= THE TASKS =
1 > In the court decision, what amount does the Plaintiff claim for the replacement vehicle cost?
2 > Repeat the part of the court decision that opens with the words containing "b.the vehicle is" and closes with "by the Court.".
3 > Carry on writing the Telac v Helweh court decision, starting right after the last sentence shown.

= DOCUMENT TEXT =
----

Telac v Helweh

Case

[2022] VMC 20

7 July 2022


IN THE MAGISTRATES’ COURT OF VICTORIA  

AT MELBOURNE

Case No. L11623871

MICHAEL TELAC

Plaintiff

and

ALI HELWEH

Defendant

---

MAGISTRATE:

J. P. Foster

WHERE HELD:

Melbourne (Online)

DATE OF HEARING:

21, 22, 23, 24, 28 February 2022
1 March 2022
5, 6, 7 April 2022
6 July 2022

DATE OF DECISION:

7 July 2022

CASE MAY BE CITED AS:

Telac v Helweh

MEDIUM NEUTRAL CITATION:

[2022] VMC 20

---

Standing to bring claim - Owner of Vehicle – Bailment

---

APPEARANCES:

COUNSEL SOLICITORS
For the Plaintiff Mr A Strauch John Curtain & Associates Pty. Ltd.
For the Defendant Mr K Oliver William Roberts Lawyers

HIS HONOUR:

BACKGROUND

  1. In this proceeding, the Plaintiff claims:

    a.net loss of the value of his motor vehicle of $33,620 (being the assessed pre-accident value of $41,620 less the salvage sum received of $8,000);

    b.assessment fee incurred of $495.00;

    c.replacement vehicle cost of $58,612.40; and

    d.Stamp Duty and Transfer fees on Net loss of vehicle of $1,796.39.

  2. The Defendant says, amongst other things, that:

    a.he does not admit that the Plaintiff is the owner of the vehicle, as alleged in the Statement of Claim;

    b.the vehicle is not an economic write-off. In fact, the vehicle is economical to repair and could have been repaired and back on the road within 5 days;

    c.even if the vehicle was an economic write-off, the Plaintiff is not impecunious. Therefore, the Plaintiff ought to have purchased a replacement vehicle within 30 days; and

    d.even if the Plaintiff was impecunious, the Plaintiff acted unreasonably by disposing of the vehicle to a salvage company with unseemly haste and failed to take basic steps to satisfy the Defendant’s insurer as to the proper basis of the Plaintiff’s claim.

    KEY ISSUES

  3. Various questions arise for determination by the Court.

  4. Firstly, does the Plaintiff have standing to bring these proceedings or otherwise an entitlement to recover loss and damage?

  5. Secondly, was the damaged motor vehicle uneconomical to repair and hence a write off?

  6. Thirdly, if the vehicle was in fact economical to repair, did the Plaintiff nevertheless act reasonably in relying upon the assessment by an independent expert informing him that it was uneconomical to repair and hence a write off?

  7. Fourthly, did the Plaintiff act reasonably in mitigating loss and damage by hiring a replacement vehicle?

  8. Fifthly, if the Plaintiff acted reasonably in mitigating loss and damage by hiring a replacement vehicle, what rate of hire reflects his loss and damages?

  9. Sixthly, if the Plaintiff acted reasonably in mitigating loss and damage by hiring a replacement vehicle, what duration of hire reflects his loss and damages?

----

= DATA EXTRACT =
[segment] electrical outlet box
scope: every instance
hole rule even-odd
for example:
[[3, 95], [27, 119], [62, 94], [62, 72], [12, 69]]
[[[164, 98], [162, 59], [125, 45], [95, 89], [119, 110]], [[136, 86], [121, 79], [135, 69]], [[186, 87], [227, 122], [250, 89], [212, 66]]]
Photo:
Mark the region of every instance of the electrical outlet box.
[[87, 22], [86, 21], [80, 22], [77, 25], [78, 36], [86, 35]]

----

= RESULTS IN ORDER =
1 > $58,612.40

2 >
b.the vehicle is not an economic write-off. In fact, the vehicle is economical to repair and could have been repaired and back on the road within 5 days;

    c.even if the vehicle was an economic write-off, the Plaintiff is not impecunious. Therefore, the Plaintiff ought to have purchased a replacement vehicle within 30 days; and

    d.even if the Plaintiff was impecunious, the Plaintiff acted unreasonably by disposing of the vehicle to a salvage company with unseemly haste and failed to take basic steps to satisfy the Defendant’s insurer as to the proper basis of the Plaintiff’s claim.

    KEY ISSUES

  3. Various questions arise for determination by the Court.

3 >
  10. Seventhly, did the Plaintiff commit a fraud in making a claim or otherwise giving evidence that he himself purchased the vehicle and/or he himself was the driver of the vehicle at the time of the accident?

  11. Eighthly, did the Plaintiff act reasonably in disposing of the wreck once informed by an independent assessor that it was uneconomical to repair and hence a write off?

  12. Ninthly, if the Plaintiff acted unreasonably in disposing of the wreck, of what consequence is that action to the Claim before the Court?

    FINDINGS

    Does the Plaintiff have standing to bring these proceedings or otherwise an entitlement to recover loss and damage?

  13. The Statement of Claim asserts the Plaintiff is the owner of the subject vehicle.

  14. The Notice of Defence ‘does not admit’ the allegation.

  15. The Plaintiff was therefore required to establish ownership in this proceeding.

  16. The Defendant cross examined the Plaintiff at considerable length on the issue of ownership.

  17. The alternative hypothesis which arose on the evidence, was that the Plaintiff’s father was the owner of the vehicle.

  18. This hypothesis arises, amongst other things, because the certificate of registration reveals the vehicle to be registered in the Plaintiff’s father’s name.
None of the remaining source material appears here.